= Activity =
List each line of the data in which the string "building" appears.

%%

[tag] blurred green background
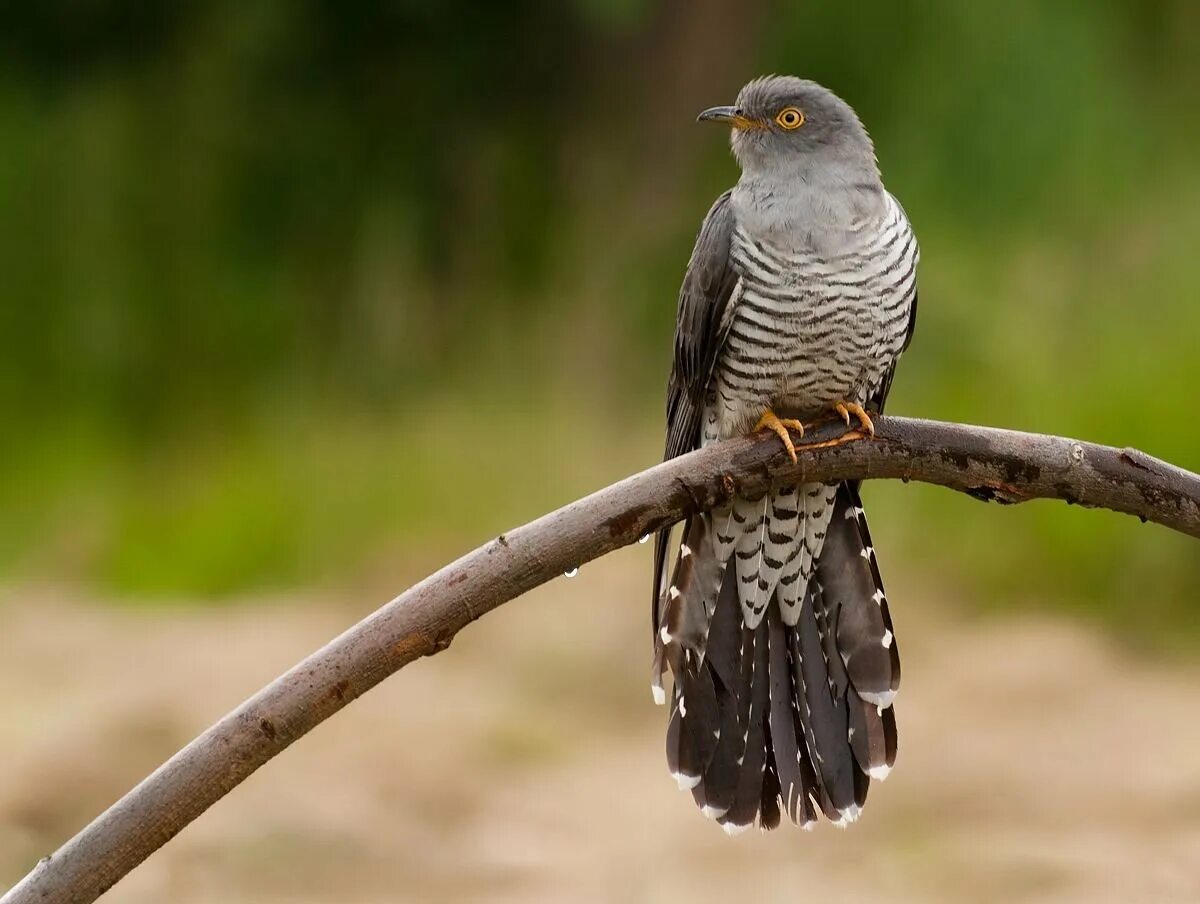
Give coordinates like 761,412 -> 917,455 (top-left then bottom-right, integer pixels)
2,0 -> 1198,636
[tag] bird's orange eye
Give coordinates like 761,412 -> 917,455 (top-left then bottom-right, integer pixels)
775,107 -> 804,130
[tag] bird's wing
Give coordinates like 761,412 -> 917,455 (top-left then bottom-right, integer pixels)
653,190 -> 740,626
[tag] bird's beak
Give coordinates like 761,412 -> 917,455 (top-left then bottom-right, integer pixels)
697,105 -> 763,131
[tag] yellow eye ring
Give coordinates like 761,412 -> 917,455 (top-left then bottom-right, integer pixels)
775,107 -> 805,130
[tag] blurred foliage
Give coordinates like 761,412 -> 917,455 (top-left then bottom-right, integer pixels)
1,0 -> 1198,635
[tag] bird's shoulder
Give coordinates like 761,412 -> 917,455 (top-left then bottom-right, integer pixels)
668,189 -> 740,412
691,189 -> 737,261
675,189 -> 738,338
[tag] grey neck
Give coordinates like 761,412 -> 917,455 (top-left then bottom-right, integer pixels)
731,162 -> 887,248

%%
%%

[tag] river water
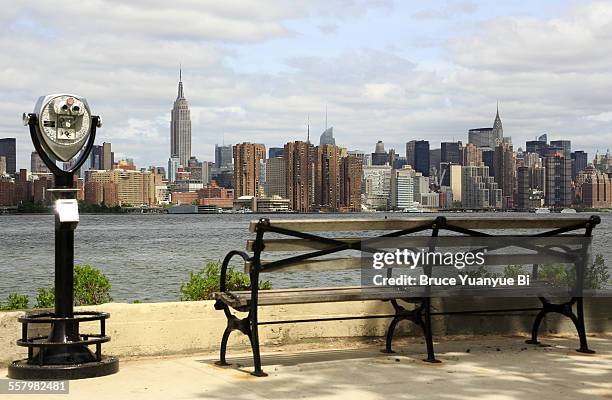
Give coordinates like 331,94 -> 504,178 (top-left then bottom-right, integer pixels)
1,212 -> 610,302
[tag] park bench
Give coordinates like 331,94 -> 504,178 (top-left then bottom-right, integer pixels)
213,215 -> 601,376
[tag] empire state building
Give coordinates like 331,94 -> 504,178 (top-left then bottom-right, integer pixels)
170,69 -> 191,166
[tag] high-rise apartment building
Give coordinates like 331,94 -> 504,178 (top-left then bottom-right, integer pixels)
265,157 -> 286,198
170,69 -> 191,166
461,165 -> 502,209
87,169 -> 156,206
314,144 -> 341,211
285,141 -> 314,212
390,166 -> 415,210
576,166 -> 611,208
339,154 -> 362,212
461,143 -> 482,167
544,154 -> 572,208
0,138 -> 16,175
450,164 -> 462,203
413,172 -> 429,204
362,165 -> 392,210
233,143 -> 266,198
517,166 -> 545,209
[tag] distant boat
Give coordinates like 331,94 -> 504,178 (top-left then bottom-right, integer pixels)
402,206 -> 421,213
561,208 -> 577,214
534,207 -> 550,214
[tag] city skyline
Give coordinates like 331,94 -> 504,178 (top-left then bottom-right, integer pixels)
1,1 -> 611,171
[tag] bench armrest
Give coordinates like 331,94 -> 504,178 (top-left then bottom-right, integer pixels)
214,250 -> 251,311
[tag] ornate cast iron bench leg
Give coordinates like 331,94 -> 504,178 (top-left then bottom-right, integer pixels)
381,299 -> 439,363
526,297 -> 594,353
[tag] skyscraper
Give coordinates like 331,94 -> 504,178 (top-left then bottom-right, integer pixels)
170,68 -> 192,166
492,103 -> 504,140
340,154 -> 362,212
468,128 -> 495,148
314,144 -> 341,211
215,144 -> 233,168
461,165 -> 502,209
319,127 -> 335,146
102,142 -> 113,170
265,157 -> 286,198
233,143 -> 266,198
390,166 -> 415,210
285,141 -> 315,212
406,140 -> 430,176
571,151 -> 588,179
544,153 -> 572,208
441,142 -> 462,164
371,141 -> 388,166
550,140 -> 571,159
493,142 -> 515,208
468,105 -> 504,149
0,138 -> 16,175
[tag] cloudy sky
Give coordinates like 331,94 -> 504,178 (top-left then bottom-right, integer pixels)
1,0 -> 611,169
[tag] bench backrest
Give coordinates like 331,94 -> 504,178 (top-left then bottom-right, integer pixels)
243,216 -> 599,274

%%

= Answer to this task =
[tag] empire state building
[tag] high-rise apartment building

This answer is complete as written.